*GIVEN INFORMATION*:
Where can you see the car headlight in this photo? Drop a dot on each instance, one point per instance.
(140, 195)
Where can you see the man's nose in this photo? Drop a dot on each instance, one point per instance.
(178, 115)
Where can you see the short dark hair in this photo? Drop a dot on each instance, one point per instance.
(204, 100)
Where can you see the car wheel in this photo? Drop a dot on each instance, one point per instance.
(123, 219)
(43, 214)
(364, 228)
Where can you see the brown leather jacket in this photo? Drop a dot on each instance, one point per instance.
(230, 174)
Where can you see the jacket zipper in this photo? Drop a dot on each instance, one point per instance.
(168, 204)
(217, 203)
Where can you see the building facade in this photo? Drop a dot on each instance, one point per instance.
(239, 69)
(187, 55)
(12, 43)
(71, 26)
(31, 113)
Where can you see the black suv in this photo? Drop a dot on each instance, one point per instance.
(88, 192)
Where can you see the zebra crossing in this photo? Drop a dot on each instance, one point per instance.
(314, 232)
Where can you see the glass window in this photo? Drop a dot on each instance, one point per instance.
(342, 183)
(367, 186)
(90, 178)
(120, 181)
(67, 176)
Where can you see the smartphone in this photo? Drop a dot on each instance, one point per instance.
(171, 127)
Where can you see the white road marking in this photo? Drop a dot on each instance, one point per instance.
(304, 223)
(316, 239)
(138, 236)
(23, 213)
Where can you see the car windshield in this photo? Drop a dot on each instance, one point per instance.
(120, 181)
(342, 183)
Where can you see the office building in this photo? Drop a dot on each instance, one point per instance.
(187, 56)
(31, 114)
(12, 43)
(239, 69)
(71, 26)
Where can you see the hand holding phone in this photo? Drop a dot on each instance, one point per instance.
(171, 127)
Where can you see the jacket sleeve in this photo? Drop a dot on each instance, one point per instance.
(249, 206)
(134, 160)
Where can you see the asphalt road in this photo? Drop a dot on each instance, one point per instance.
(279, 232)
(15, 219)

*EXERCISE INSTRUCTIONS*: Please retype, exactly as written, every line from the line containing "Where can you see the jacket zipper" through the last line of the records above, including both of those lines, and nothing else.

*EXPECTED ANSWER*:
Where can you see the jacket zipper in this photo? Drop a dot on each instance, one point per instance.
(168, 204)
(217, 203)
Where can you see the building facade in this photo? Drop a dot on each instance, one point per instance.
(239, 69)
(187, 55)
(12, 43)
(71, 26)
(31, 113)
Where can you see the black suv in this photo? Drop a dot on each instance, one point per instance.
(88, 192)
Where can you see the zebra crossing in this photo? Drop a dot on each instance, one point per instance.
(314, 232)
Where can you see the glass window in this photo? Drop a dot on each instance, one point per instance.
(342, 183)
(367, 186)
(90, 178)
(120, 181)
(67, 176)
Where can you see the smartphone in this photo? Drop a dot on each instance, one point per instance.
(171, 127)
Where can you see the white road marking in this photo? Drop a dot on each instance, one point per instance.
(304, 223)
(316, 239)
(138, 236)
(23, 213)
Where can you see the car windshield in this photo? Drop a dot on each instance, one point per instance.
(120, 181)
(342, 183)
Where can you see the office building in this photo? Drop a dot on each instance, one point per instance.
(187, 56)
(31, 114)
(12, 43)
(239, 69)
(71, 26)
Where can you see the hand holding phone in this photo? Drop a dot on each instance, one point per instance.
(171, 127)
Where can you see the jacket sleeve in this photo? Drop a dot on each instance, one point per instance.
(249, 206)
(134, 160)
Where can you see the asphalt road in this photo? Drop a dot on each instance, one point per instance.
(279, 232)
(15, 219)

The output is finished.